Count the lines in the records below that contain the string "negative", with case counting. Reply with the number alone.

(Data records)
····················
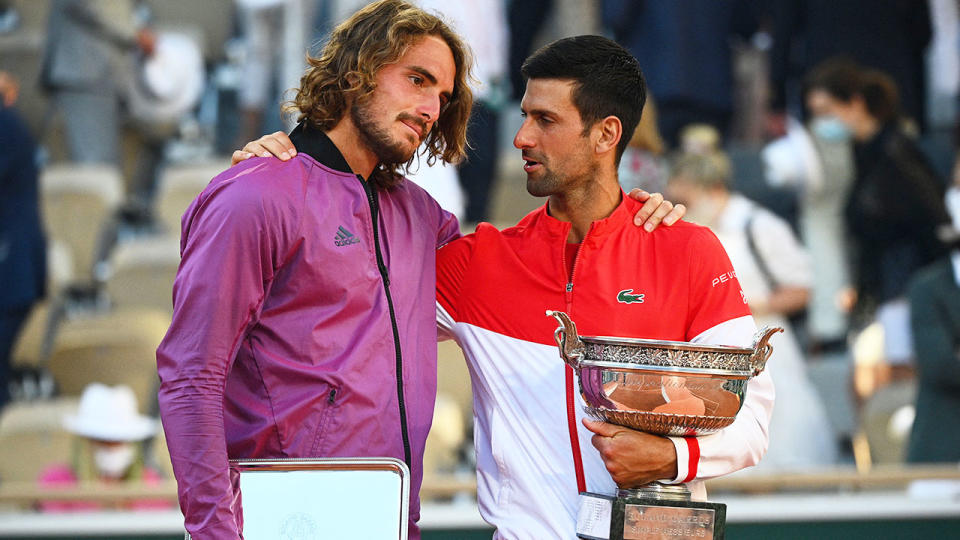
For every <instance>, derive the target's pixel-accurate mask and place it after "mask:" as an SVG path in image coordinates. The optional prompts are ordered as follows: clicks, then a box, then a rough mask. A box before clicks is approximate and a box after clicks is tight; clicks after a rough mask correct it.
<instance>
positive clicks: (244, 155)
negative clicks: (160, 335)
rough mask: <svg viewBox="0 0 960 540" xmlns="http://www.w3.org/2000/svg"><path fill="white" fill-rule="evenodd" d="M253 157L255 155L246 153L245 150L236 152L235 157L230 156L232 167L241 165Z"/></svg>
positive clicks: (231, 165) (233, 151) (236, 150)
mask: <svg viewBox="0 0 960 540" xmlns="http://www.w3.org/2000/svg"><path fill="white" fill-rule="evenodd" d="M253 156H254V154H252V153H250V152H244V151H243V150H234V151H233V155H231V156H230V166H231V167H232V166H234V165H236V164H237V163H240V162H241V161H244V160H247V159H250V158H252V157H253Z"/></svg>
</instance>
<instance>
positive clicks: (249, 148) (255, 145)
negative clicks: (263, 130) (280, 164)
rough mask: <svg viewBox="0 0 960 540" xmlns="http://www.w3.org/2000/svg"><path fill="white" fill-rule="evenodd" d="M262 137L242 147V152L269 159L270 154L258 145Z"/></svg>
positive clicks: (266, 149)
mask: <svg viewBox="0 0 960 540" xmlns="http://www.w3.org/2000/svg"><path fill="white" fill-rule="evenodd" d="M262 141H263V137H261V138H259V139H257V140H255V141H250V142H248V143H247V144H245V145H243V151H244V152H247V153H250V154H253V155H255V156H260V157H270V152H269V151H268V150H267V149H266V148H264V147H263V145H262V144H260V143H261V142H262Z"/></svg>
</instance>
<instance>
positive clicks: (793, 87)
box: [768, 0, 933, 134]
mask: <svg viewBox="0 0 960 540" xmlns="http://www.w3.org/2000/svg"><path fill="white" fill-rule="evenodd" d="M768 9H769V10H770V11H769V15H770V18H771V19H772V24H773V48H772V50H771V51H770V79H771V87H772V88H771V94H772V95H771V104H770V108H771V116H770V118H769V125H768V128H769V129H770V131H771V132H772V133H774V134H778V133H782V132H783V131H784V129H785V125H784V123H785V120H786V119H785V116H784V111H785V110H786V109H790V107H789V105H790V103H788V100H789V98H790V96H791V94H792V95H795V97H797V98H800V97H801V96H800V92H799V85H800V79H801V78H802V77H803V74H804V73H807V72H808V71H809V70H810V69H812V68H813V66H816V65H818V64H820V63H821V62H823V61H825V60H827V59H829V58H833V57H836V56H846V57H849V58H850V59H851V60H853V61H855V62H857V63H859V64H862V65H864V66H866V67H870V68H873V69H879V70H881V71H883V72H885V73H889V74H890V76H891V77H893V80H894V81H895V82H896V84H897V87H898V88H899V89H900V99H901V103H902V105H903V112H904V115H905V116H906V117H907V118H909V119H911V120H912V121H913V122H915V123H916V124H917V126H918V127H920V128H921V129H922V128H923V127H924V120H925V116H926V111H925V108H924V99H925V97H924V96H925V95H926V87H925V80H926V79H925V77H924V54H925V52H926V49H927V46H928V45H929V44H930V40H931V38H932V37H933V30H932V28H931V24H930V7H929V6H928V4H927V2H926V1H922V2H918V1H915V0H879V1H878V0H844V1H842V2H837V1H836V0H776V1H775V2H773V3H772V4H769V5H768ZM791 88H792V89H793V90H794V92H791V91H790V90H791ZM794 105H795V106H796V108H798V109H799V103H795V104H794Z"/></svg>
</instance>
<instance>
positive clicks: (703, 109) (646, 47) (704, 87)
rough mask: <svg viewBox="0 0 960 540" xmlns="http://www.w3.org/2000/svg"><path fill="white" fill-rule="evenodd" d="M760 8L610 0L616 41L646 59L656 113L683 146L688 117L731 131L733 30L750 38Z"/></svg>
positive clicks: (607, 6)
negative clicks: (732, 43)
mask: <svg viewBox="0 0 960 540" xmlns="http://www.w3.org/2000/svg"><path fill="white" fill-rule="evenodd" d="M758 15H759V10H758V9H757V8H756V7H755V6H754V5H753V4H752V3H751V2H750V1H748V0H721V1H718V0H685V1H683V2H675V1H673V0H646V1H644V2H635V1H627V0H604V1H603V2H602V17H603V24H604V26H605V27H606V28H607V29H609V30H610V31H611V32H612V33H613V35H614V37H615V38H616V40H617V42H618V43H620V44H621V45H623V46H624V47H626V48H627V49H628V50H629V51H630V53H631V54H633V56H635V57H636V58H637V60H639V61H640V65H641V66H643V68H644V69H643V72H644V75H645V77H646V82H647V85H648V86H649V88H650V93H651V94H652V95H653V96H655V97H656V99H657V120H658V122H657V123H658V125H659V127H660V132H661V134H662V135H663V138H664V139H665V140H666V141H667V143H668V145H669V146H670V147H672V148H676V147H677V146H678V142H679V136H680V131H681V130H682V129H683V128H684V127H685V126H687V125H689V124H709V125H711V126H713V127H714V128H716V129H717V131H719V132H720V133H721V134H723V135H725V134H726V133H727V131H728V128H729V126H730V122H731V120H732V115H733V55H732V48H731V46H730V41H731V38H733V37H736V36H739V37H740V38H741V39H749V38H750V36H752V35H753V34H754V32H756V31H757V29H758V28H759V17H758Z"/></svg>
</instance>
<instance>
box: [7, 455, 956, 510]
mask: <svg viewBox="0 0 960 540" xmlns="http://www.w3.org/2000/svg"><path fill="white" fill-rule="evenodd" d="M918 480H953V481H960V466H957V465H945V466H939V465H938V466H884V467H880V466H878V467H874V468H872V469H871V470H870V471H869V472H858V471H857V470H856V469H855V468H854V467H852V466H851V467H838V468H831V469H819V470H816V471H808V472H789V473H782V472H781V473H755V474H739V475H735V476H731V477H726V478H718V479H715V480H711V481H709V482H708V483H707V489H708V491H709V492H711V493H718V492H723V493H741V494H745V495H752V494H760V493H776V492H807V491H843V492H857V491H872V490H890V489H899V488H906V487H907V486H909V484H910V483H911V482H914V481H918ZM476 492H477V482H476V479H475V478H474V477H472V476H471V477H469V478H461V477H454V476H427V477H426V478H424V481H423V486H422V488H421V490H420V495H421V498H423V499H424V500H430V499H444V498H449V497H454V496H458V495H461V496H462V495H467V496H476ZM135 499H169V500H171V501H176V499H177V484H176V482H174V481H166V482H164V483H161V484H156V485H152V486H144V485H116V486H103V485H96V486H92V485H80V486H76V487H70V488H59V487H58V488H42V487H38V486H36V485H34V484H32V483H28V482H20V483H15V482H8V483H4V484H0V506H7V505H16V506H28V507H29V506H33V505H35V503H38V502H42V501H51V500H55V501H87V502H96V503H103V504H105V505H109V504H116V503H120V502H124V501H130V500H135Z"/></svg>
····················
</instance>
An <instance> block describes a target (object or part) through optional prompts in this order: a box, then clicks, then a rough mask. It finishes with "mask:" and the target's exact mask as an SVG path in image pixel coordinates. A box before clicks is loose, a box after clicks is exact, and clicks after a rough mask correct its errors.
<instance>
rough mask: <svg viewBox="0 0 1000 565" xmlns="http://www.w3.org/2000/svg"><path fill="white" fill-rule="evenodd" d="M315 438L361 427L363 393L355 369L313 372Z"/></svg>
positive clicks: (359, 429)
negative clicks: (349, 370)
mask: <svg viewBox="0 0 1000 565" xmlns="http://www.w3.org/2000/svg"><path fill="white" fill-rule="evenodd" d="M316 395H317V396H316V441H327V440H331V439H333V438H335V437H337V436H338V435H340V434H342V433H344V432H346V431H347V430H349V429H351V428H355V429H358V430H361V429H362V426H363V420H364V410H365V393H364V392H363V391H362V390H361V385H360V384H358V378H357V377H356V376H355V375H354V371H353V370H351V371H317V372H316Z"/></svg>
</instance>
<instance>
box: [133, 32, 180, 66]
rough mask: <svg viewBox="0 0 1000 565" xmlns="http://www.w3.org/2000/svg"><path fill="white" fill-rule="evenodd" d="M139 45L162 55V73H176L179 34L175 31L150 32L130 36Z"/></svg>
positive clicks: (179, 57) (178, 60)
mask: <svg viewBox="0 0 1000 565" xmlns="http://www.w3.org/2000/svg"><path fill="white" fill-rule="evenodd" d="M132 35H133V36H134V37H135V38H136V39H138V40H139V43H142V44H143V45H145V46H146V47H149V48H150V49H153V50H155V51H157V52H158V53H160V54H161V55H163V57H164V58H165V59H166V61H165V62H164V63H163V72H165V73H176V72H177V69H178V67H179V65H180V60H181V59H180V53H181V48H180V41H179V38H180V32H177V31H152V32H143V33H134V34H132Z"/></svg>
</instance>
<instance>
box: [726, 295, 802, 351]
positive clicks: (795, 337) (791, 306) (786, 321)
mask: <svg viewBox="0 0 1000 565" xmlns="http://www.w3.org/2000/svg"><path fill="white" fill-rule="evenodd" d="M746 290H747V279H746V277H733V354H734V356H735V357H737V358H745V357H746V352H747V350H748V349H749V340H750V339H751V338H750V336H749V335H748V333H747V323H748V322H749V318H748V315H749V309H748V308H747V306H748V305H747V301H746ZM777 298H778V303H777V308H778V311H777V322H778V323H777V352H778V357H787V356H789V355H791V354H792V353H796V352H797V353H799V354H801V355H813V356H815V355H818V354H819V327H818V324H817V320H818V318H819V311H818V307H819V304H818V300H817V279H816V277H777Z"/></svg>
····················
(Exercise output) 4